Restate the records so that not a single word differs.

**RECORDS FOR THIS TASK:**

· · · · ·

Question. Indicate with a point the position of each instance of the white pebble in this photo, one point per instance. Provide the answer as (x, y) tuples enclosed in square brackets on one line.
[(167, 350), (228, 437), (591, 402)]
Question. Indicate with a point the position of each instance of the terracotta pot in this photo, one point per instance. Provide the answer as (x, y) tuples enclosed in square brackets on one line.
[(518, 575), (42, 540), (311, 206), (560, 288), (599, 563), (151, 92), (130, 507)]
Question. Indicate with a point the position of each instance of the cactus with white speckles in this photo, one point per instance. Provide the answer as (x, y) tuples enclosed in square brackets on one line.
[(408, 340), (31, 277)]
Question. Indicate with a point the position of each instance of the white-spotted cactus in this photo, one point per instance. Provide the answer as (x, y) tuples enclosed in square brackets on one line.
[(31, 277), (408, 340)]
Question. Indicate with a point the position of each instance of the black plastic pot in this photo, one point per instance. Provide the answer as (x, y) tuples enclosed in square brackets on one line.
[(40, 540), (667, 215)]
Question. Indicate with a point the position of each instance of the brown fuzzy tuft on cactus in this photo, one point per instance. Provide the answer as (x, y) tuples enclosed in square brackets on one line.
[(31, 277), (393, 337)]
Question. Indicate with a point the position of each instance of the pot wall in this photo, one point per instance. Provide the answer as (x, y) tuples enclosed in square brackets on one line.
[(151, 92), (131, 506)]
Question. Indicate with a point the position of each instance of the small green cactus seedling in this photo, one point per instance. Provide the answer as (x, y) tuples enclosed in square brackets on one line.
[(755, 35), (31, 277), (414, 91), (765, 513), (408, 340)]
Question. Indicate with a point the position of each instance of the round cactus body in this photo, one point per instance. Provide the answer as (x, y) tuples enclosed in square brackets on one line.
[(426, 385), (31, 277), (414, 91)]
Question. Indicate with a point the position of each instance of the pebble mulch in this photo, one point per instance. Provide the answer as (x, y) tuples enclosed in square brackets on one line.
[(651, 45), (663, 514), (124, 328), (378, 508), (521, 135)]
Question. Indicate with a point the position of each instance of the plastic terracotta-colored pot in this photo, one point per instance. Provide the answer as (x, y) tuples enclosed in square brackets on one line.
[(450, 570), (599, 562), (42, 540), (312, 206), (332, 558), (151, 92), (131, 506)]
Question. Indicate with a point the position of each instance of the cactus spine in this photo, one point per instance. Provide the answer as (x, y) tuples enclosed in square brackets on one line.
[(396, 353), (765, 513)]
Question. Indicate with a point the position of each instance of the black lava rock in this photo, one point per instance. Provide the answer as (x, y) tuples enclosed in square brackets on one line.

· · · · ·

**FINISHED TASK:**
Question. Indicate with a point the position of each instance of the white pebble in this photo, one point per instance. Provide the answer as (x, y) tuples enclosed in square brackets on one line.
[(167, 350), (228, 437), (591, 402)]
Question. Indicate with a point the position of each instance of the terracotta pot in this photo, one point per instance. Provide the answer as (x, y) tuples enclosed in square brackets on one line.
[(518, 575), (42, 540), (311, 206), (560, 288), (599, 563), (151, 92), (130, 507)]
Question. Indicate with a point the position of each instance of the cactus with white speckles in this photo, one point per instance. Provide the answer as (x, y) tuples enclosed in square brackets on one line.
[(408, 340), (31, 277)]
Question. Indicate with a point the position of each instance of the white-spotted cactus in this photo, one point per instance. Provide the answer as (x, y) tuples enclosed in square brackets on one line.
[(31, 277), (408, 340)]
Question. Indicate with a point the position of each instance of the black plastic pot in this photo, one point per instance. Provide the answer as (x, y) tuples enclosed in square brackets on one line.
[(40, 540), (667, 215)]
Question. Indicate with a point the position of each instance of the brown fuzzy tuft on cactus in this photo, one point per instance. Provide the answer as (x, y) tuples enclosed in square brackets on one line.
[(31, 277), (393, 337)]
Question. Indicate with a point the position of each instance of the pot wall in this photo, one point per instance. Provide the answer as (x, y) tuples enclosed in square brackets on one line.
[(151, 92), (131, 506)]
Question. Indicate with a point the position of each instance of the small green cactus seedling in this photo, one point per instance. Provide the answer as (x, y) tuples enclosed in square brackets on one line.
[(755, 35), (31, 277), (414, 91), (765, 513), (408, 340)]
Question. Indicate with a point the position of each instance of the round cactus body in this photo, one point per instance. Provide the answer as (x, y) tuples enclosed in square brackets on one line.
[(426, 385), (31, 277), (414, 91)]
Question. Indicate with a point the position of each instance of the pebble mulch in this photo, one point per instance. Provide the answer as (x, y) tuples enclosed in square brackets on one line.
[(651, 45), (663, 514), (124, 328), (378, 508), (521, 135)]
Question. Indicate with a point the position of each instance of the plastic terracotta-colored pot in this photo, one point per instance. Provide the answer as (x, y) tuples enclosed in square brackets on one line.
[(450, 570), (599, 562), (42, 540), (312, 206), (332, 558), (151, 92), (131, 506)]
Question. Indicate with a point the position of each instance of the cactus spine in this photo, one point per instance. Provide the answer as (x, y) tuples enclosed in square brackets on one line.
[(396, 353), (765, 513)]
Question. Indicate with a point the position of each instance of the black lava rock in this photo, one point per instance. Provide the answer as (x, y) tuples enclosed in square brackets on one line.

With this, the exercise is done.